Data supplied:
★ ★ ★ ★
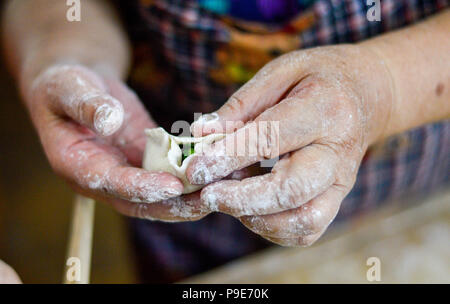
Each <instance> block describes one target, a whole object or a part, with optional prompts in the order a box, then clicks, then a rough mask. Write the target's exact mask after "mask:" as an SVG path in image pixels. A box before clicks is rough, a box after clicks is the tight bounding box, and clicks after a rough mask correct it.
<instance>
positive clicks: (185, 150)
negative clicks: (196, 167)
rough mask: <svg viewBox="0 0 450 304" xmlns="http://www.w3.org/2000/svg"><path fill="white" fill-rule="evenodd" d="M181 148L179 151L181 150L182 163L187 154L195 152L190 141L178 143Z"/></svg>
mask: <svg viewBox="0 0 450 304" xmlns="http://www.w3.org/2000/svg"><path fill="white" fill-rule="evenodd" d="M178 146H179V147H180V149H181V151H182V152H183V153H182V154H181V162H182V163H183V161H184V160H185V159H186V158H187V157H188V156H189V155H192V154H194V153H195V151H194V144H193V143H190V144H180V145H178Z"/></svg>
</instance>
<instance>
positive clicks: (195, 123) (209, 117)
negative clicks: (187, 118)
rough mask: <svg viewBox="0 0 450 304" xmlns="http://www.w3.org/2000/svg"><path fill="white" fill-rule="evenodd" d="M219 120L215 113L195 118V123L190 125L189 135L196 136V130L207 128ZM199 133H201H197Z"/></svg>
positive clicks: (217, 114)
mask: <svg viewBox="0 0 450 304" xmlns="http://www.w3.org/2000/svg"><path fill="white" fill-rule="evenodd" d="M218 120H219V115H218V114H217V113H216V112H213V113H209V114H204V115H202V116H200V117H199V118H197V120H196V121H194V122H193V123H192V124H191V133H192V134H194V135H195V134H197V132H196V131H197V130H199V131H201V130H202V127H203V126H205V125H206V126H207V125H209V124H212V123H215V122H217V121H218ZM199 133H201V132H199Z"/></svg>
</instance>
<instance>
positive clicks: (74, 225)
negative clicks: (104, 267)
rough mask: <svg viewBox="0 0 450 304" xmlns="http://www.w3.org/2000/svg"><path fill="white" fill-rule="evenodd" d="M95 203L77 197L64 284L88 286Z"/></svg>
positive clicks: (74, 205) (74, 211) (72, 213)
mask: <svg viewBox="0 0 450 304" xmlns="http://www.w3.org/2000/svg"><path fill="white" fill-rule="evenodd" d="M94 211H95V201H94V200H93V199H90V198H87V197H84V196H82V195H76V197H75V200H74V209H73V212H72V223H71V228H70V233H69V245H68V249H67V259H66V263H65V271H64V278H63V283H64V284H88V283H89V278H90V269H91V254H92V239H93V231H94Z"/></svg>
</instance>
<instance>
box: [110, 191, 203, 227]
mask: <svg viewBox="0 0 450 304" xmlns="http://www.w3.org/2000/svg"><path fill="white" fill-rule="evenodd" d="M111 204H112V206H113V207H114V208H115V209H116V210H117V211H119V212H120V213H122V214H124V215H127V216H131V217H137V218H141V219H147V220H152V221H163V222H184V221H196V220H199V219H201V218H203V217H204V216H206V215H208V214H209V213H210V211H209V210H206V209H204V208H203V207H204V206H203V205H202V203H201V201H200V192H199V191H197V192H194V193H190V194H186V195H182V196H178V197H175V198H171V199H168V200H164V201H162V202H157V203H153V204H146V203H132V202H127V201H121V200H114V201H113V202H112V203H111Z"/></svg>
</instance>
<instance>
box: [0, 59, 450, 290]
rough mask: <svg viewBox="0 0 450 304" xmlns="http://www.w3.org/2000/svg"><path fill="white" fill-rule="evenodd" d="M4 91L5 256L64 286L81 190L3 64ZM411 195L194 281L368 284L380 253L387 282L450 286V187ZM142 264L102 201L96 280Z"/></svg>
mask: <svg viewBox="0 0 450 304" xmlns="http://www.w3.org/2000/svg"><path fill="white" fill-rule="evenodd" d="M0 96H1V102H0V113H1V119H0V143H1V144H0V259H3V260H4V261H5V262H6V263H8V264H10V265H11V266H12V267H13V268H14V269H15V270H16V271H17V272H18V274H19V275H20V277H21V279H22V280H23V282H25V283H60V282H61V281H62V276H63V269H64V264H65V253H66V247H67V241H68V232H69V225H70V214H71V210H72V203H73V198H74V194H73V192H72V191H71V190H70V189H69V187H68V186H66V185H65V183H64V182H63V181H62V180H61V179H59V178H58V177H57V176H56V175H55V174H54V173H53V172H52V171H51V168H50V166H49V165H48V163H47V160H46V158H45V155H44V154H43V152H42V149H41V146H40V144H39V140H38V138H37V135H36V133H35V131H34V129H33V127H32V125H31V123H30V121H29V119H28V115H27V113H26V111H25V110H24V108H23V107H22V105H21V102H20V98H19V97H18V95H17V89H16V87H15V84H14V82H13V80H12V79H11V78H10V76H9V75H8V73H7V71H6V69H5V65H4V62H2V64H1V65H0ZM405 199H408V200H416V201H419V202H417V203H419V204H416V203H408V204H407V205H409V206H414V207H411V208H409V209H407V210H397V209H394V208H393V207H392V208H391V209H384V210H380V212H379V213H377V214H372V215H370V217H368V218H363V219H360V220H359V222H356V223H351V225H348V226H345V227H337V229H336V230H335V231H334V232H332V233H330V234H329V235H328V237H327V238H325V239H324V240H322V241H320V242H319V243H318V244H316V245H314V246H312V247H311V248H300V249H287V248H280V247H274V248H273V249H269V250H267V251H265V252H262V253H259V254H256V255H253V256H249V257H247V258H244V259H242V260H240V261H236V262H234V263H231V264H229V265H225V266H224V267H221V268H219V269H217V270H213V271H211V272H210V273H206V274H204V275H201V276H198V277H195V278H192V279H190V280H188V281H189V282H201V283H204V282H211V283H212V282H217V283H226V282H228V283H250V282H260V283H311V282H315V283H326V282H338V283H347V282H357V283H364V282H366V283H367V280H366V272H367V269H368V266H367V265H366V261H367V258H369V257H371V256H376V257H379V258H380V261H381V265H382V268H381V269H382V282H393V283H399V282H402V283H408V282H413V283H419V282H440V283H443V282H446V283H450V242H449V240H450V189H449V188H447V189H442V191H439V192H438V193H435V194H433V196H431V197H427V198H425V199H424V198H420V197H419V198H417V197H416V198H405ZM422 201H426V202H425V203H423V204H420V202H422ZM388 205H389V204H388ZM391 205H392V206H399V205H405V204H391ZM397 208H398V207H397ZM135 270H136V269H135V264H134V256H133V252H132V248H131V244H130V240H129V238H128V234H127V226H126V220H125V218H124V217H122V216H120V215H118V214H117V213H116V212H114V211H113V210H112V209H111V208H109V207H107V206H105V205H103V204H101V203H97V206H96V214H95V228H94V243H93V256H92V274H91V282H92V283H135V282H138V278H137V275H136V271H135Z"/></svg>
★ ★ ★ ★
Try it: The required output is every line from the beginning of the material above through the line with "203L77 197L64 284L88", exact and without pictures.

Problem solution:
Each <instance> block describes one target, a whole object or a part, with optional prompts in the order a box, then clicks, then a rough mask. Write the target's exact mask after "mask:" as an SVG path in image pixels. A box before clicks is rough, a box after clicks is the tight bounding box, and clicks after a rough mask correct it.
<instance>
positive clicks: (185, 150)
negative clicks: (196, 167)
rough mask: <svg viewBox="0 0 450 304" xmlns="http://www.w3.org/2000/svg"><path fill="white" fill-rule="evenodd" d="M181 148L179 151L181 150L182 163L187 154L195 152L190 141L178 143Z"/></svg>
mask: <svg viewBox="0 0 450 304" xmlns="http://www.w3.org/2000/svg"><path fill="white" fill-rule="evenodd" d="M178 146H179V147H180V149H181V151H182V152H183V153H182V154H181V162H182V163H183V161H184V160H185V159H186V158H187V157H188V156H189V155H192V154H194V153H195V151H194V144H193V143H190V144H180V145H178Z"/></svg>
</instance>
<instance>
positive clicks: (195, 123) (209, 117)
negative clicks: (187, 118)
rough mask: <svg viewBox="0 0 450 304" xmlns="http://www.w3.org/2000/svg"><path fill="white" fill-rule="evenodd" d="M219 120L215 113L195 118V123L190 125L189 135L196 136V130L207 128ZM199 133H201H197Z"/></svg>
positive clicks: (217, 114)
mask: <svg viewBox="0 0 450 304" xmlns="http://www.w3.org/2000/svg"><path fill="white" fill-rule="evenodd" d="M218 120H219V115H218V114H217V113H216V112H213V113H209V114H204V115H202V116H200V117H199V118H197V120H196V121H194V122H193V123H192V124H191V133H192V134H194V135H195V134H197V132H196V131H197V130H199V131H201V130H202V127H203V126H205V125H206V126H207V125H209V124H212V123H215V122H217V121H218ZM199 133H201V132H199Z"/></svg>
</instance>
<instance>
positive clicks: (74, 225)
negative clicks: (104, 267)
rough mask: <svg viewBox="0 0 450 304" xmlns="http://www.w3.org/2000/svg"><path fill="white" fill-rule="evenodd" d="M95 203L77 197L64 284L88 286Z"/></svg>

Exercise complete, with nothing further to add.